§ **EXERCISE INPUT**
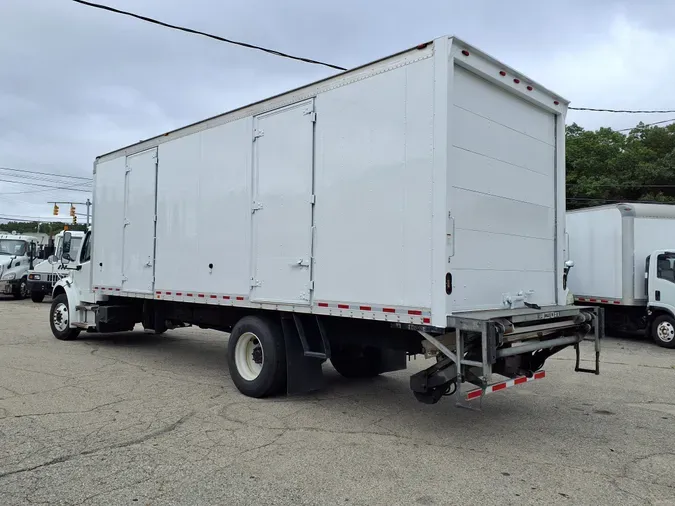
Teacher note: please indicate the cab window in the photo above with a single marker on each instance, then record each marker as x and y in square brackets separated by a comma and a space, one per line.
[86, 249]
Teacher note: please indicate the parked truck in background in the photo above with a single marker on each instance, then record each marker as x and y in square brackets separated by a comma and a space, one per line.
[624, 261]
[43, 277]
[17, 254]
[357, 220]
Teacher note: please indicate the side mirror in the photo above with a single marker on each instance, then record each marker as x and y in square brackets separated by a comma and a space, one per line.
[67, 243]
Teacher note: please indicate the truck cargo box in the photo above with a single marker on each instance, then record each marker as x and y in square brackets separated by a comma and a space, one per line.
[420, 186]
[610, 245]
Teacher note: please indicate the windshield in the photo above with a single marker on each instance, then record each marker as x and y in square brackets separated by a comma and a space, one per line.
[12, 247]
[74, 247]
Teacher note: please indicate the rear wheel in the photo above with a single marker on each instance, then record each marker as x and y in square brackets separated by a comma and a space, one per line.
[256, 357]
[37, 296]
[59, 319]
[663, 331]
[357, 361]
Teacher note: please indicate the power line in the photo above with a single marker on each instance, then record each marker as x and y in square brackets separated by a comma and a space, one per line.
[45, 173]
[627, 111]
[216, 37]
[580, 199]
[626, 185]
[30, 219]
[648, 124]
[45, 186]
[308, 60]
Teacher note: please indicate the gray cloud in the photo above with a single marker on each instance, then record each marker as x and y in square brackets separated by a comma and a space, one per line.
[76, 82]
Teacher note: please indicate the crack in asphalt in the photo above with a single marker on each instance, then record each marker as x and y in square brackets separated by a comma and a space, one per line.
[124, 444]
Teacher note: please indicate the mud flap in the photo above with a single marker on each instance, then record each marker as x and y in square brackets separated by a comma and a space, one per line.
[303, 374]
[392, 360]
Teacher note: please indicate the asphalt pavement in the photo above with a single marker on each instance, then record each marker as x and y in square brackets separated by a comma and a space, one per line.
[136, 418]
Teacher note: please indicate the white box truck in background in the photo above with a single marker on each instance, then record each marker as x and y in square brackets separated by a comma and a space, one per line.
[624, 257]
[17, 254]
[44, 276]
[412, 205]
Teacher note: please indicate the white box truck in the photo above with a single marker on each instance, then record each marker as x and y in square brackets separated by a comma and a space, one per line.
[412, 205]
[624, 257]
[46, 274]
[17, 254]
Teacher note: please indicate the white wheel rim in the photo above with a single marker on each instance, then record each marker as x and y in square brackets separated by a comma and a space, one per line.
[249, 356]
[60, 317]
[666, 332]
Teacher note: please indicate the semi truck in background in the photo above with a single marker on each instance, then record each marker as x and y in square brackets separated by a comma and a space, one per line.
[43, 277]
[358, 222]
[17, 255]
[624, 262]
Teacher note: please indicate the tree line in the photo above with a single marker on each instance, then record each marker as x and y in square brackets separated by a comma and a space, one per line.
[606, 166]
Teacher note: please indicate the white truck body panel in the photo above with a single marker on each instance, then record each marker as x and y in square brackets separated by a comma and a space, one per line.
[353, 196]
[610, 245]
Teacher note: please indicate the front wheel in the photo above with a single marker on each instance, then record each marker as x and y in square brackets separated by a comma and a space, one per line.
[663, 331]
[37, 296]
[256, 357]
[59, 319]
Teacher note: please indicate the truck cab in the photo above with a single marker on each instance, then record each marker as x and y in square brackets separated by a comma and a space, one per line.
[17, 254]
[660, 292]
[43, 277]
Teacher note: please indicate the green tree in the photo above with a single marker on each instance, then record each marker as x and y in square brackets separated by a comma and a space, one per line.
[605, 166]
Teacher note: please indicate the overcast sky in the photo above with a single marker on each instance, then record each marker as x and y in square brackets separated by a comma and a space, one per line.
[76, 82]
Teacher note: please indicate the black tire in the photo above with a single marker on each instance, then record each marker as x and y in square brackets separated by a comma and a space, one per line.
[37, 296]
[21, 289]
[67, 333]
[663, 331]
[357, 361]
[271, 379]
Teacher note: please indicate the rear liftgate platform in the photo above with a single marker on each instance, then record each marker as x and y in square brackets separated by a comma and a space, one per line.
[512, 343]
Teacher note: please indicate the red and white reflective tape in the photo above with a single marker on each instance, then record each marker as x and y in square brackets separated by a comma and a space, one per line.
[496, 387]
[424, 314]
[213, 297]
[598, 300]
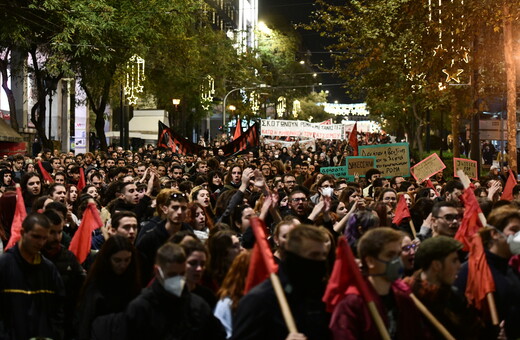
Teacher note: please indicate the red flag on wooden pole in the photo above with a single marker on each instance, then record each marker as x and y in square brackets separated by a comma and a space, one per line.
[238, 130]
[81, 242]
[507, 194]
[46, 176]
[19, 215]
[262, 261]
[81, 182]
[429, 184]
[346, 278]
[352, 139]
[401, 211]
[470, 221]
[480, 280]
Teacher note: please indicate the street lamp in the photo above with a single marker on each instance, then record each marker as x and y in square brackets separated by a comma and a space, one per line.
[234, 90]
[175, 102]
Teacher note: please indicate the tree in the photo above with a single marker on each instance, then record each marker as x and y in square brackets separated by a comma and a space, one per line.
[102, 35]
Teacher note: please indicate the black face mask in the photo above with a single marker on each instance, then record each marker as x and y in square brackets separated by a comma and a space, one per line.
[304, 274]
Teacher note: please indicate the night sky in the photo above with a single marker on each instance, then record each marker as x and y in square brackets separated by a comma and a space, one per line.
[287, 12]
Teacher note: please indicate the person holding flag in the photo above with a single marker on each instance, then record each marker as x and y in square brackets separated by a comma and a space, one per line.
[31, 289]
[500, 242]
[302, 275]
[438, 261]
[396, 316]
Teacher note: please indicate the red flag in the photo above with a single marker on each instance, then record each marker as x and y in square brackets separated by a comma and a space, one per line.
[401, 211]
[81, 182]
[238, 130]
[80, 243]
[19, 215]
[352, 139]
[46, 176]
[480, 281]
[470, 221]
[262, 261]
[345, 277]
[429, 184]
[507, 194]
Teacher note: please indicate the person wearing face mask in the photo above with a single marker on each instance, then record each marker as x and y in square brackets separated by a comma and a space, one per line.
[302, 272]
[438, 262]
[167, 309]
[112, 282]
[501, 242]
[379, 250]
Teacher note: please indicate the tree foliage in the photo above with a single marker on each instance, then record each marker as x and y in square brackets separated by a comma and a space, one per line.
[394, 54]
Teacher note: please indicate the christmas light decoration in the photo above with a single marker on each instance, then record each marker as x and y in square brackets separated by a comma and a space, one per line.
[296, 108]
[134, 79]
[281, 106]
[254, 102]
[207, 92]
[453, 75]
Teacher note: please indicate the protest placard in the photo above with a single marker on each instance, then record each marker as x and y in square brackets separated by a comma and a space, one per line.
[391, 159]
[359, 165]
[338, 171]
[427, 168]
[300, 128]
[467, 165]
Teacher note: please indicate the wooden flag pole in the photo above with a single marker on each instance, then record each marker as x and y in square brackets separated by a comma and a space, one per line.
[378, 320]
[412, 226]
[490, 299]
[431, 318]
[284, 306]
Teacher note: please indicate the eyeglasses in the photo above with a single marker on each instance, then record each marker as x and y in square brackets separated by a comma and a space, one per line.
[177, 195]
[451, 217]
[410, 247]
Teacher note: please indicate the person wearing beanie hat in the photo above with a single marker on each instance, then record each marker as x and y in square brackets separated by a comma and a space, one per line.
[438, 264]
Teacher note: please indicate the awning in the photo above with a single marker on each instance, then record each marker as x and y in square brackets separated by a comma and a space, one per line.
[7, 134]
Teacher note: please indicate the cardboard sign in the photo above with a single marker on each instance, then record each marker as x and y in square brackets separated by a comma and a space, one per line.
[391, 159]
[427, 168]
[467, 165]
[299, 128]
[338, 171]
[359, 165]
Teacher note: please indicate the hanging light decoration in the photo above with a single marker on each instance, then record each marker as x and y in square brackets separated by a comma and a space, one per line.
[134, 79]
[296, 108]
[254, 102]
[281, 106]
[207, 92]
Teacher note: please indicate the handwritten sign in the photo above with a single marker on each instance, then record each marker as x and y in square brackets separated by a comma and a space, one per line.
[427, 168]
[337, 171]
[359, 165]
[299, 128]
[467, 165]
[391, 159]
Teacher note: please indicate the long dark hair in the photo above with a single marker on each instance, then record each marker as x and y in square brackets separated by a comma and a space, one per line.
[219, 245]
[102, 275]
[28, 197]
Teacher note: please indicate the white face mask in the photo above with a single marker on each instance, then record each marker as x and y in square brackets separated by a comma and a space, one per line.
[514, 243]
[173, 285]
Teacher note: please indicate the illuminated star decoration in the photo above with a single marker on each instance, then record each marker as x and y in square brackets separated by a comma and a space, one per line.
[207, 92]
[134, 78]
[453, 75]
[465, 56]
[439, 50]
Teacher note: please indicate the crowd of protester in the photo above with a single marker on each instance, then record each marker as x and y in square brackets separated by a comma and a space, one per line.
[172, 257]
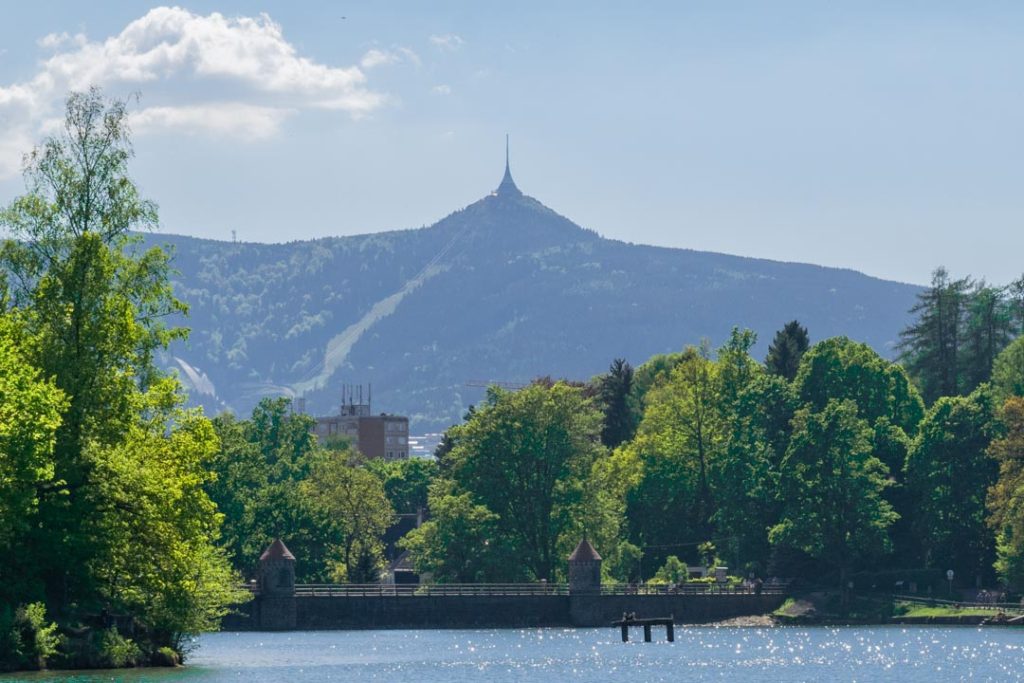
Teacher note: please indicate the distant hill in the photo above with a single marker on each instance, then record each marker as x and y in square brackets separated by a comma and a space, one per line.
[505, 289]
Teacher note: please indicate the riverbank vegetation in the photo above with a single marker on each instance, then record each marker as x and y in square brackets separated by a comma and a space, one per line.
[130, 519]
[111, 540]
[824, 463]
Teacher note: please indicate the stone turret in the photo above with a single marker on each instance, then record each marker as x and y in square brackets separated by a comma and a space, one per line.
[275, 606]
[585, 568]
[276, 570]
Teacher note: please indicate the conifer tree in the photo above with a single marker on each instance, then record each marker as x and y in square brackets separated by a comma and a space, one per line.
[786, 348]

§ **REQUIREMENT**
Locate "Teacher note: please indicate the riverbank" in the material, then quote the line that contains it and all lines after it through the final one.

§ **ANSWER BELOW**
Teacher note: please indicate the riverbank vegetation in the photo above with a single marker on each instance, then record each marker as x and y in square brackets separated by a comma and a space, one per line.
[130, 519]
[111, 540]
[824, 463]
Teacher note: please indicate the stone turret in the photo above with a single marker on each instance, then record each marker as x and y in square brackets separated by a comma and a space, one per line.
[275, 606]
[585, 568]
[276, 570]
Teacher note: please indicate the conifer tree in the photo above with a single marker on each instance, then record each marker as x and y in square brackets separated by a comma and a space, one per line.
[786, 348]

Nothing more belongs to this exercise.